** Instructions for the task **
Print the listing once more, exactly as written.

+-------+

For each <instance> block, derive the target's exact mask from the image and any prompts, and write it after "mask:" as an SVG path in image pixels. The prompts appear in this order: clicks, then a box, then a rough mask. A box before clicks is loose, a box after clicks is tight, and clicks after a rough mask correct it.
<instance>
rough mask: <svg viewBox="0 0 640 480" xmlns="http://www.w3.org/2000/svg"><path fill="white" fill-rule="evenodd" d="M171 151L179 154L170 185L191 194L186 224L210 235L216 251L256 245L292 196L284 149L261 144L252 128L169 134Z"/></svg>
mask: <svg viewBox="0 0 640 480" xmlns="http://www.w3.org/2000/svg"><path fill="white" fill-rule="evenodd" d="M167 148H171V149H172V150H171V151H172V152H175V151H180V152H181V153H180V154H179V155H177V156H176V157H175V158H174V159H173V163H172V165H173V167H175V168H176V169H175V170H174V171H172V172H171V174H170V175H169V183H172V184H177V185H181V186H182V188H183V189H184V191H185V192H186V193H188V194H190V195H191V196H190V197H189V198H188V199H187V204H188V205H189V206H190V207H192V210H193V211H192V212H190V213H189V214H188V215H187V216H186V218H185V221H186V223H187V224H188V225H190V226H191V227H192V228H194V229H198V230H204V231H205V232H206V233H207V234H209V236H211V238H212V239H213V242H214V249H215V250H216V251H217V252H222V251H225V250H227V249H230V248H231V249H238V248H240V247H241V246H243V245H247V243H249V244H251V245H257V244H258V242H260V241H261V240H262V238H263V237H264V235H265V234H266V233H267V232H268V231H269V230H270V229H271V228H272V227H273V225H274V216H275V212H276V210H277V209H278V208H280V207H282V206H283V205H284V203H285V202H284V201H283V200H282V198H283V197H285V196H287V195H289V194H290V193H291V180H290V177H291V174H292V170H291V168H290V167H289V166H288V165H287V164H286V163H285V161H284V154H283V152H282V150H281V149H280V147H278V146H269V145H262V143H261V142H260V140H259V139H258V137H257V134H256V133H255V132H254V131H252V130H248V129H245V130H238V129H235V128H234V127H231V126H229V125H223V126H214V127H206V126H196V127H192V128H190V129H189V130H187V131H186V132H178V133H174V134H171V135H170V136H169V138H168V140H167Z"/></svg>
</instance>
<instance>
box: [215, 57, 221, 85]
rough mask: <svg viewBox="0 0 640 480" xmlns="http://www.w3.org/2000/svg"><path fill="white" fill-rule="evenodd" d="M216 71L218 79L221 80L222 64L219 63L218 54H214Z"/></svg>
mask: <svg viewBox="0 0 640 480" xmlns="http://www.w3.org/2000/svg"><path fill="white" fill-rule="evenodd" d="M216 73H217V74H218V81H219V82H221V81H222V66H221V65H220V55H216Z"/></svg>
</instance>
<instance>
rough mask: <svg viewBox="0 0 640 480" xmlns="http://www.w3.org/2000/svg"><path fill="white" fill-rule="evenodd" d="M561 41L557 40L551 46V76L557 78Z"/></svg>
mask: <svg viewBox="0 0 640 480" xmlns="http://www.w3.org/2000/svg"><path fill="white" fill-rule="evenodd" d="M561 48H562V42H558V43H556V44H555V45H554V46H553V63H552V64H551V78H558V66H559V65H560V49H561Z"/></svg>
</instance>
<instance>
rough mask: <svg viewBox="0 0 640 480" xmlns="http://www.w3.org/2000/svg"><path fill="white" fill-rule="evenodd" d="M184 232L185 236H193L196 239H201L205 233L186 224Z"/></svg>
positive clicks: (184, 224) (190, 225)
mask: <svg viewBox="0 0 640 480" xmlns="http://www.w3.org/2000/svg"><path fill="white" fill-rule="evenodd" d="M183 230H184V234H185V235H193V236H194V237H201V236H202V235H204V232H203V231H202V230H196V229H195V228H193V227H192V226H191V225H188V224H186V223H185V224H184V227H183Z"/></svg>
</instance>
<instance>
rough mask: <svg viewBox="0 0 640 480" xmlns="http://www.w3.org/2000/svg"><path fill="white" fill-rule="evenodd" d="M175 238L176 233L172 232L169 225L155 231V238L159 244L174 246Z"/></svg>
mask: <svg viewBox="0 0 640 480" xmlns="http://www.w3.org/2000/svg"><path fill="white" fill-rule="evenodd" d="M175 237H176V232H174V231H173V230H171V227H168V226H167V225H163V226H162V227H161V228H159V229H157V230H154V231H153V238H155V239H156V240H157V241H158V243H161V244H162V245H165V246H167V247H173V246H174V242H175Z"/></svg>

+-------+

** Exercise solution **
For each <instance> block, derive the target's exact mask from the image and any prompts, and write it after "mask:" as an SVG path in image pixels. The prompts appear in this order: clicks, then a box, then a rough mask. A box before clicks is loose, a box after clicks is tight, and clicks after a rough mask correct it.
<instance>
rough mask: <svg viewBox="0 0 640 480" xmlns="http://www.w3.org/2000/svg"><path fill="white" fill-rule="evenodd" d="M171 151L179 154L170 185L191 194L186 224L210 235L216 251L256 245L292 196L284 149L261 144L252 128L169 134Z"/></svg>
mask: <svg viewBox="0 0 640 480" xmlns="http://www.w3.org/2000/svg"><path fill="white" fill-rule="evenodd" d="M167 148H171V149H172V150H171V151H172V152H175V151H180V152H181V153H180V154H179V155H177V156H176V157H175V158H174V159H173V163H172V165H173V167H175V168H176V169H175V170H174V171H172V172H171V174H170V175H169V183H172V184H177V185H181V186H182V188H183V189H184V191H185V192H186V193H188V194H190V195H191V196H190V197H189V198H188V199H187V204H188V205H189V206H190V207H192V210H193V211H192V212H190V213H189V214H188V215H187V216H186V218H185V221H186V223H187V224H188V225H190V226H191V227H192V228H194V229H198V230H204V231H205V232H206V233H207V234H209V236H211V238H212V239H213V242H214V249H215V250H216V251H217V252H222V251H225V250H227V249H230V248H231V249H238V248H240V247H241V246H243V245H247V243H249V244H251V245H257V244H258V242H260V241H261V240H262V238H263V237H264V235H265V234H266V233H267V232H268V231H269V230H270V229H271V228H272V227H273V225H274V216H275V212H276V210H277V209H278V208H280V207H282V206H283V205H284V203H285V202H284V201H283V200H282V198H283V197H285V196H287V195H289V194H290V193H291V180H290V177H291V174H292V170H291V168H290V167H289V166H288V165H287V164H286V163H285V161H284V154H283V152H282V150H281V149H280V147H278V146H269V145H262V143H261V142H260V140H259V139H258V137H257V134H256V133H255V132H254V131H252V130H248V129H245V130H238V129H235V128H234V127H231V126H229V125H223V126H214V127H206V126H196V127H192V128H190V129H189V130H187V131H186V132H178V133H174V134H171V135H170V136H169V138H168V140H167Z"/></svg>
</instance>
<instance>
box: [215, 57, 221, 85]
rough mask: <svg viewBox="0 0 640 480" xmlns="http://www.w3.org/2000/svg"><path fill="white" fill-rule="evenodd" d="M216 71L218 79L221 80L222 64L219 63L218 54H214Z"/></svg>
mask: <svg viewBox="0 0 640 480" xmlns="http://www.w3.org/2000/svg"><path fill="white" fill-rule="evenodd" d="M216 73H217V74H218V81H219V82H221V81H222V66H221V65H220V55H216Z"/></svg>
</instance>
<instance>
rough mask: <svg viewBox="0 0 640 480" xmlns="http://www.w3.org/2000/svg"><path fill="white" fill-rule="evenodd" d="M561 41L557 40L551 46V76L557 78Z"/></svg>
mask: <svg viewBox="0 0 640 480" xmlns="http://www.w3.org/2000/svg"><path fill="white" fill-rule="evenodd" d="M561 48H562V42H558V43H556V44H555V45H554V46H553V63H552V64H551V78H558V66H559V65H560V49H561Z"/></svg>
</instance>
<instance>
rough mask: <svg viewBox="0 0 640 480" xmlns="http://www.w3.org/2000/svg"><path fill="white" fill-rule="evenodd" d="M184 232L185 236H193L196 239H201L205 233L186 224Z"/></svg>
positive clicks: (184, 224) (190, 225)
mask: <svg viewBox="0 0 640 480" xmlns="http://www.w3.org/2000/svg"><path fill="white" fill-rule="evenodd" d="M183 230H184V234H185V235H193V236H194V237H201V236H202V235H204V232H203V231H202V230H196V229H195V228H193V227H192V226H191V225H188V224H186V223H185V224H184V227H183Z"/></svg>
</instance>
<instance>
rough mask: <svg viewBox="0 0 640 480" xmlns="http://www.w3.org/2000/svg"><path fill="white" fill-rule="evenodd" d="M175 238L176 233L172 232L169 225L155 231V238L159 244L174 246Z"/></svg>
mask: <svg viewBox="0 0 640 480" xmlns="http://www.w3.org/2000/svg"><path fill="white" fill-rule="evenodd" d="M175 237H176V232H174V231H173V230H171V227H168V226H167V225H163V226H162V227H161V228H159V229H157V230H154V231H153V238H155V239H156V240H157V241H158V243H161V244H162V245H165V246H167V247H173V246H174V242H175Z"/></svg>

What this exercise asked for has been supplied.